Copy out everything in the records from the line containing "Could you point out the doorway" down to the line containing "column 546, row 330", replacing "marker" with "pin" and leaving all else unchanged.

[Pointing dataset excerpts]:
━━━━

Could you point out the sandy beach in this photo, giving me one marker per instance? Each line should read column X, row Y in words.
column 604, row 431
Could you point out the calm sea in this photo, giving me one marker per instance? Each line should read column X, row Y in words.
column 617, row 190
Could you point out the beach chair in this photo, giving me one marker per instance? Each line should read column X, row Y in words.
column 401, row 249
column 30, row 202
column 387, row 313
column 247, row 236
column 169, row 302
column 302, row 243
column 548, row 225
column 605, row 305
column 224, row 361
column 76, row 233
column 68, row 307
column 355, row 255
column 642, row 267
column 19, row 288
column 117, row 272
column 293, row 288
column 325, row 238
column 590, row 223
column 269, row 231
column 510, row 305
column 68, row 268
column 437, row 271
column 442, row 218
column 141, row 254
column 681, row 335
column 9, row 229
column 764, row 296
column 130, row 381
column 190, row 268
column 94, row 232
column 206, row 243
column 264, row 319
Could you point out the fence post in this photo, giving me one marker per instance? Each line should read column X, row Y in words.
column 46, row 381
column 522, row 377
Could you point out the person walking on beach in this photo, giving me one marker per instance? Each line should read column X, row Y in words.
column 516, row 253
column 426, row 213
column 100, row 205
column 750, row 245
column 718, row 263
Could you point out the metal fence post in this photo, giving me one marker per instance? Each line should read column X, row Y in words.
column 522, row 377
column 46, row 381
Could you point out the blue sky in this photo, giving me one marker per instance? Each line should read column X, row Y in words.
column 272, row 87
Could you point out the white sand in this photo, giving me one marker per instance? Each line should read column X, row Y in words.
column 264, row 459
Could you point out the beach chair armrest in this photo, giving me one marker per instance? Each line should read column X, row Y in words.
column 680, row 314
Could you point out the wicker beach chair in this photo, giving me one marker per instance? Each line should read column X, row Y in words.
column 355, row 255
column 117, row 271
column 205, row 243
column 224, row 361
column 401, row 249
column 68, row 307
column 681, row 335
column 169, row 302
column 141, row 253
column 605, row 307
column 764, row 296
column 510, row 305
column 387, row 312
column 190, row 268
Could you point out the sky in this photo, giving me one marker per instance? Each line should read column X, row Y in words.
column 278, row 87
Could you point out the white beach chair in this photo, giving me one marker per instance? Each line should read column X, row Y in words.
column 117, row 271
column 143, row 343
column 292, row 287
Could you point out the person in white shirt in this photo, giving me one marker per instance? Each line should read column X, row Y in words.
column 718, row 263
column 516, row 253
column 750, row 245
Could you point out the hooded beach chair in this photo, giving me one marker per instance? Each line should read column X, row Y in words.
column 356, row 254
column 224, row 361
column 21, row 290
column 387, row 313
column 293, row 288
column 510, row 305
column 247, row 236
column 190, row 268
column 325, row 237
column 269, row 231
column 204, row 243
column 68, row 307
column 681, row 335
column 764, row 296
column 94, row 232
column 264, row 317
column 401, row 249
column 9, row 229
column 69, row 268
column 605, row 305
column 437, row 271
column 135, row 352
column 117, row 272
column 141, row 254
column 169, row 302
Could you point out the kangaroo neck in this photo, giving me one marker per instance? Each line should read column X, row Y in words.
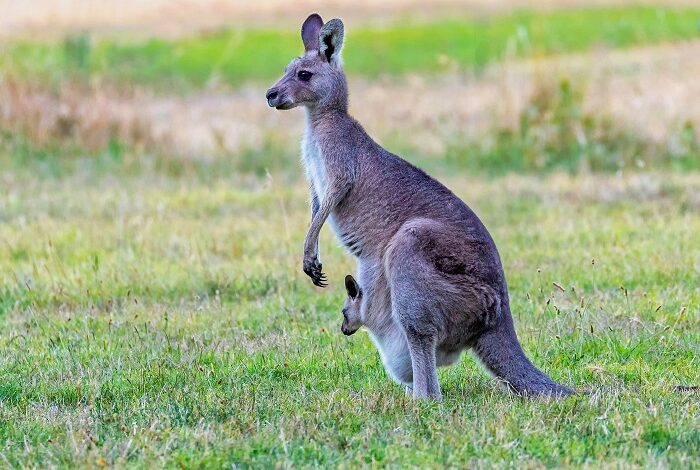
column 321, row 119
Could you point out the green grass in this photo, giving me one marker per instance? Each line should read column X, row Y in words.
column 150, row 318
column 235, row 56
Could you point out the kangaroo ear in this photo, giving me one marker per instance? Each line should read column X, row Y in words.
column 310, row 31
column 331, row 41
column 352, row 287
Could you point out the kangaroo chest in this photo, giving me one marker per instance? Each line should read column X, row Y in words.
column 314, row 165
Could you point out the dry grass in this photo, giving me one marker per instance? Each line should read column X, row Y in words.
column 168, row 17
column 650, row 91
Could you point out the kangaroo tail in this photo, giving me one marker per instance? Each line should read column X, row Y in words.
column 499, row 350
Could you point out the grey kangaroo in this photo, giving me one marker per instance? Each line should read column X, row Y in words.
column 431, row 284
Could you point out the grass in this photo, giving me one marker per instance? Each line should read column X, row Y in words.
column 232, row 57
column 156, row 319
column 153, row 312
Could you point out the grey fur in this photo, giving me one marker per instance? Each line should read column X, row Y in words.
column 431, row 284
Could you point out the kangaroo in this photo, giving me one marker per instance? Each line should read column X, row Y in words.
column 432, row 283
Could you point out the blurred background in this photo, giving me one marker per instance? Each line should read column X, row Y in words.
column 486, row 86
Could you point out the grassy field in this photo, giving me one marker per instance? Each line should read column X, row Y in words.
column 153, row 311
column 157, row 320
column 231, row 57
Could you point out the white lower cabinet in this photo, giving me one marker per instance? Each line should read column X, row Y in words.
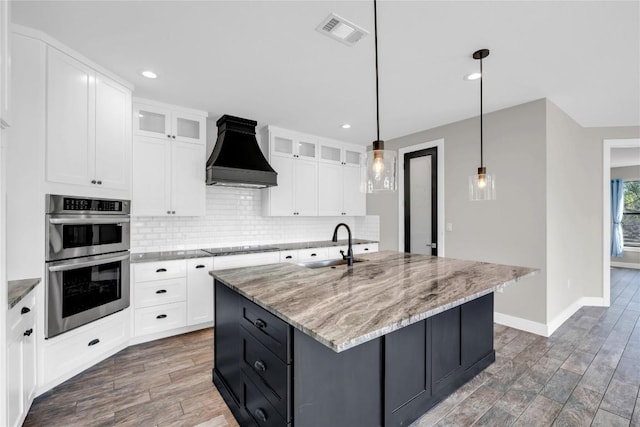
column 164, row 317
column 76, row 350
column 199, row 291
column 170, row 295
column 21, row 360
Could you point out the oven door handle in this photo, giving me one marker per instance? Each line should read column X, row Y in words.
column 108, row 220
column 95, row 261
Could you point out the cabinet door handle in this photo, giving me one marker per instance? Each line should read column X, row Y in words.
column 261, row 415
column 260, row 366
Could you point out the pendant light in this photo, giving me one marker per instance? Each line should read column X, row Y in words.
column 378, row 169
column 482, row 186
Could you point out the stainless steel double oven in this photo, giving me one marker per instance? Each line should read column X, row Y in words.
column 87, row 260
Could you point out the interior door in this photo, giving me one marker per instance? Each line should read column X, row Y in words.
column 420, row 202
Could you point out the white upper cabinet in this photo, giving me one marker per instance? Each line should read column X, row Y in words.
column 5, row 68
column 294, row 157
column 316, row 176
column 88, row 137
column 168, row 172
column 339, row 180
column 163, row 121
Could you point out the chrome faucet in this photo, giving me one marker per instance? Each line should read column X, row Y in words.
column 349, row 256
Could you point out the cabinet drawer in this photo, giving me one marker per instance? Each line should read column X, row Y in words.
column 158, row 292
column 259, row 407
column 365, row 248
column 81, row 346
column 313, row 254
column 160, row 318
column 266, row 328
column 269, row 373
column 289, row 256
column 22, row 313
column 148, row 271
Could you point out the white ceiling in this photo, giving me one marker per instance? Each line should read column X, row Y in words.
column 264, row 60
column 625, row 156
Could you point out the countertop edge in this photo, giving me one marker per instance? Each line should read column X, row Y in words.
column 340, row 347
column 18, row 289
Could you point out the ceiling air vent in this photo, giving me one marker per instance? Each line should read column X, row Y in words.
column 342, row 30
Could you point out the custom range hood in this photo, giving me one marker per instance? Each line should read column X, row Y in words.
column 236, row 160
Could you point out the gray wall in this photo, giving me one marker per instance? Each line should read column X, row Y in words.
column 629, row 173
column 510, row 230
column 548, row 212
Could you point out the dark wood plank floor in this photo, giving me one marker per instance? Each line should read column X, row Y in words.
column 586, row 373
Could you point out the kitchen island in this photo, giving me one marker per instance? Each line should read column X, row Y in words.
column 377, row 344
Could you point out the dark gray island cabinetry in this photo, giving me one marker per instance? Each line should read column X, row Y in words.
column 288, row 358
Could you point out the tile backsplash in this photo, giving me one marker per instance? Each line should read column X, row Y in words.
column 233, row 218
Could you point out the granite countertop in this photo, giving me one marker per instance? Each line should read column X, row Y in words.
column 19, row 289
column 237, row 250
column 342, row 307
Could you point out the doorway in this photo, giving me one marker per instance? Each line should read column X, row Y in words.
column 421, row 201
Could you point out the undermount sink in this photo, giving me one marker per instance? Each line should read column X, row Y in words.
column 333, row 263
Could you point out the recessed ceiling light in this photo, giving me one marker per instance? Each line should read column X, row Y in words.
column 149, row 74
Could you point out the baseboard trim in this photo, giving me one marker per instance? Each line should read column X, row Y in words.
column 520, row 323
column 625, row 265
column 546, row 330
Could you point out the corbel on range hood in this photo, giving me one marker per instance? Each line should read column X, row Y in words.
column 236, row 160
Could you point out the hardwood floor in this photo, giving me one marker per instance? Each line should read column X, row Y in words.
column 586, row 373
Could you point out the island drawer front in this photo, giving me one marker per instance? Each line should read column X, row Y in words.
column 267, row 328
column 259, row 407
column 270, row 374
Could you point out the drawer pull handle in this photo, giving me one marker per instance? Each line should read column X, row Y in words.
column 261, row 415
column 260, row 366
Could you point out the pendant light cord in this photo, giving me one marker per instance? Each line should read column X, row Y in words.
column 375, row 37
column 481, row 75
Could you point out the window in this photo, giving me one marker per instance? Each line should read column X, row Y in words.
column 631, row 216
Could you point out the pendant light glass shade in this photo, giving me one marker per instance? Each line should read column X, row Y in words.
column 378, row 168
column 482, row 186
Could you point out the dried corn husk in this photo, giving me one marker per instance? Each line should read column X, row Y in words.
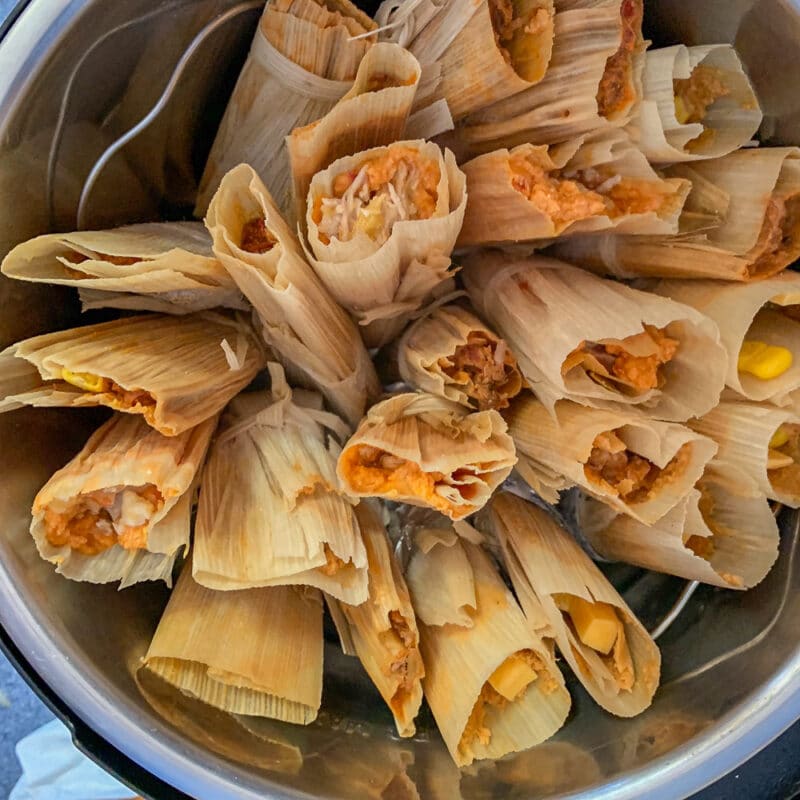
column 170, row 263
column 302, row 61
column 430, row 360
column 547, row 311
column 477, row 69
column 746, row 459
column 554, row 453
column 383, row 630
column 256, row 652
column 301, row 322
column 436, row 453
column 550, row 564
column 374, row 112
column 580, row 186
column 713, row 536
column 755, row 192
column 383, row 284
column 564, row 105
column 460, row 661
column 762, row 311
column 123, row 457
column 177, row 368
column 729, row 122
column 270, row 511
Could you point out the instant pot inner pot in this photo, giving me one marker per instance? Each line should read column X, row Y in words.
column 97, row 71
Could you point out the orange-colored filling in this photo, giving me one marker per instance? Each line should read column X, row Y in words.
column 256, row 238
column 615, row 361
column 94, row 521
column 616, row 91
column 626, row 474
column 486, row 369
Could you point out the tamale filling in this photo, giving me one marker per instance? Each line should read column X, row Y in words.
column 627, row 475
column 370, row 470
column 616, row 91
column 486, row 369
column 94, row 521
column 633, row 364
column 399, row 185
column 477, row 728
column 256, row 238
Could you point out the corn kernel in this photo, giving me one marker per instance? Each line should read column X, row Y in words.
column 764, row 361
column 84, row 380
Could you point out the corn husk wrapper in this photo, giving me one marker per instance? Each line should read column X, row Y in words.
column 270, row 507
column 190, row 366
column 383, row 285
column 745, row 190
column 544, row 561
column 122, row 455
column 474, row 71
column 749, row 466
column 302, row 62
column 514, row 218
column 300, row 321
column 732, row 120
column 456, row 455
column 749, row 312
column 256, row 652
column 430, row 343
column 554, row 451
column 713, row 536
column 382, row 632
column 169, row 261
column 460, row 659
column 563, row 105
column 374, row 112
column 545, row 309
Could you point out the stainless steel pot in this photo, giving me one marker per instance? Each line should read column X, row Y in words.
column 74, row 74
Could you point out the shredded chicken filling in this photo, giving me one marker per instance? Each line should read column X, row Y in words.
column 569, row 196
column 512, row 23
column 616, row 90
column 486, row 369
column 92, row 522
column 399, row 185
column 626, row 474
column 256, row 238
column 633, row 364
column 477, row 729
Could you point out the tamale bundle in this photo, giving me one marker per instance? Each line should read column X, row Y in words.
column 598, row 342
column 492, row 684
column 303, row 59
column 715, row 536
column 382, row 631
column 174, row 371
column 270, row 511
column 120, row 509
column 638, row 466
column 759, row 448
column 256, row 652
column 452, row 354
column 697, row 102
column 374, row 112
column 609, row 650
column 539, row 192
column 759, row 325
column 381, row 225
column 427, row 451
column 593, row 80
column 156, row 266
column 300, row 321
column 741, row 222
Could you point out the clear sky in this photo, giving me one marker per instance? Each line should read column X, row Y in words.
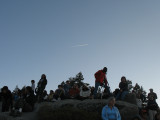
column 63, row 37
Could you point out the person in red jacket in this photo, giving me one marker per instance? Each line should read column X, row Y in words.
column 101, row 80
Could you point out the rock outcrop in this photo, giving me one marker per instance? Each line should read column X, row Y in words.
column 127, row 110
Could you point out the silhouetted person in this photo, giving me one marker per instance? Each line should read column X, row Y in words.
column 101, row 80
column 152, row 94
column 33, row 85
column 152, row 108
column 60, row 93
column 67, row 87
column 123, row 85
column 6, row 99
column 41, row 86
column 51, row 96
column 25, row 102
column 110, row 112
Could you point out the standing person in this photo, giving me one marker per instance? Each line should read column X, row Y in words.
column 6, row 99
column 110, row 112
column 152, row 94
column 67, row 87
column 152, row 108
column 101, row 80
column 33, row 85
column 41, row 86
column 123, row 85
column 60, row 93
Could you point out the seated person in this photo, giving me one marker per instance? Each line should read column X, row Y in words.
column 60, row 93
column 85, row 92
column 74, row 92
column 123, row 85
column 50, row 96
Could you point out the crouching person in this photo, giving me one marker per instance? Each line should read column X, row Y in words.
column 110, row 112
column 25, row 102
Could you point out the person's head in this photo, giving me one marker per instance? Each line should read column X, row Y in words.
column 123, row 79
column 151, row 98
column 32, row 81
column 111, row 101
column 67, row 82
column 143, row 113
column 151, row 90
column 43, row 76
column 59, row 86
column 45, row 92
column 75, row 86
column 4, row 89
column 105, row 69
column 51, row 92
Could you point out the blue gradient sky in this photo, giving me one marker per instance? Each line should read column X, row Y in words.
column 38, row 36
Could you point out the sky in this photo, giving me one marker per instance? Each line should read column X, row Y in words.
column 63, row 37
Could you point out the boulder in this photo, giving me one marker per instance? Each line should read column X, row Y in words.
column 127, row 110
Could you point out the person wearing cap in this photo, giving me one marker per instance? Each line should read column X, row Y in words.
column 101, row 80
column 152, row 94
column 110, row 112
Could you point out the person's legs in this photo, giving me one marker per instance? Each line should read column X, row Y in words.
column 97, row 84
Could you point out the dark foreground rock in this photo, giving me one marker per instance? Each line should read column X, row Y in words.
column 127, row 110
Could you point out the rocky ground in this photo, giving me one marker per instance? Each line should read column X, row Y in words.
column 127, row 110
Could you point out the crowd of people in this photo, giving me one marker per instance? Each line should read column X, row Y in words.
column 24, row 100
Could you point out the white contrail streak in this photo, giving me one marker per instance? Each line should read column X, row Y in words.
column 81, row 45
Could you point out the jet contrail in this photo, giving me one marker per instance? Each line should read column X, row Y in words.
column 81, row 45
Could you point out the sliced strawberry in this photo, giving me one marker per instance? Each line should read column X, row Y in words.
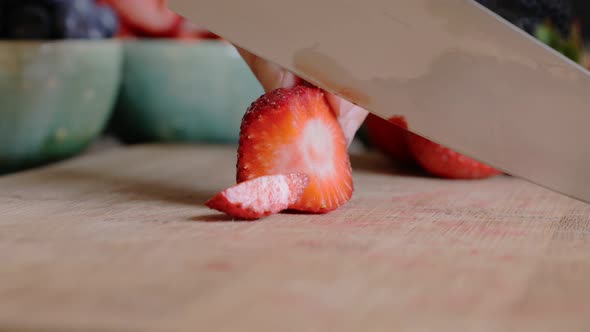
column 260, row 197
column 446, row 163
column 148, row 18
column 389, row 136
column 190, row 31
column 294, row 130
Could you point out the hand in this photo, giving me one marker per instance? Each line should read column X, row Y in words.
column 272, row 76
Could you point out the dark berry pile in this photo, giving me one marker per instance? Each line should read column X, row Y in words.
column 528, row 14
column 56, row 19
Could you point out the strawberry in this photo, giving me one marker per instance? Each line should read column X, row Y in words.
column 389, row 137
column 294, row 130
column 147, row 18
column 444, row 162
column 260, row 197
column 190, row 31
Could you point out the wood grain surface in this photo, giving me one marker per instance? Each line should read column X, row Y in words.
column 121, row 241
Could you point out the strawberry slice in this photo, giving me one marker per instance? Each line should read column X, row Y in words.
column 389, row 137
column 294, row 130
column 191, row 31
column 260, row 197
column 446, row 163
column 149, row 18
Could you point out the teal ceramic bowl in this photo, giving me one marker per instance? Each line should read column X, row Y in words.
column 183, row 92
column 56, row 98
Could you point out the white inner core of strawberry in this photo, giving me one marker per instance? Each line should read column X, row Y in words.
column 317, row 148
column 261, row 194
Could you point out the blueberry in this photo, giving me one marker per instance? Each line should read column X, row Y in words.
column 27, row 21
column 84, row 19
column 106, row 20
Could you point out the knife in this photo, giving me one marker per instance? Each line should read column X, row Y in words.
column 461, row 75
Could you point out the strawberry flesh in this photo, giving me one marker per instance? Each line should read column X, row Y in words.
column 294, row 130
column 446, row 163
column 260, row 197
column 389, row 137
column 147, row 18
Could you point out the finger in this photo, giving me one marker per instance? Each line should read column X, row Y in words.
column 270, row 75
column 350, row 116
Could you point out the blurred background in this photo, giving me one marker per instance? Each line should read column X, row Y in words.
column 80, row 74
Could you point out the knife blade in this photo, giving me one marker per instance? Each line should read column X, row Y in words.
column 460, row 74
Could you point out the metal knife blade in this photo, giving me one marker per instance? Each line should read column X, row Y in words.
column 461, row 75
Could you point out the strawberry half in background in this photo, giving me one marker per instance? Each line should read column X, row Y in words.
column 153, row 19
column 394, row 140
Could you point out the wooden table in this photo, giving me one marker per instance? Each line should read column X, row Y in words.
column 121, row 241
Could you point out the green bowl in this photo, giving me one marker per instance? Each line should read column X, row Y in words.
column 183, row 92
column 56, row 98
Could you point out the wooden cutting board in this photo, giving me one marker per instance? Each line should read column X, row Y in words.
column 121, row 241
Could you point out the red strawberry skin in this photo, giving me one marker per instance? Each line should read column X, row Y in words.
column 295, row 131
column 147, row 18
column 260, row 197
column 446, row 163
column 389, row 137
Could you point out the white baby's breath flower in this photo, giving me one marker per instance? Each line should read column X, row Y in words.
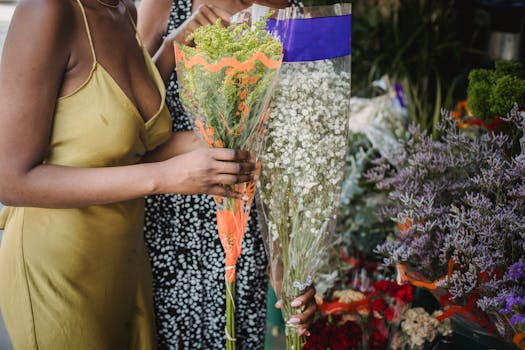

━━━━

[Written response]:
Could you point out the doorway in this photo, giving me one pin per instance? Each line should read column X, row Y in words.
column 421, row 201
Could you point out the undermount sink in this photo, giving me one pin per instance? Each line should read column X, row Y in words.
column 333, row 263
Could you point out the recessed ceiling light in this photo, giving me one pin per instance? Each line should read column X, row Y in words.
column 149, row 74
Could you point out the baseboard trim in this photo, giving me one pin per instance? Each line should read column X, row Y in words.
column 520, row 323
column 625, row 265
column 546, row 330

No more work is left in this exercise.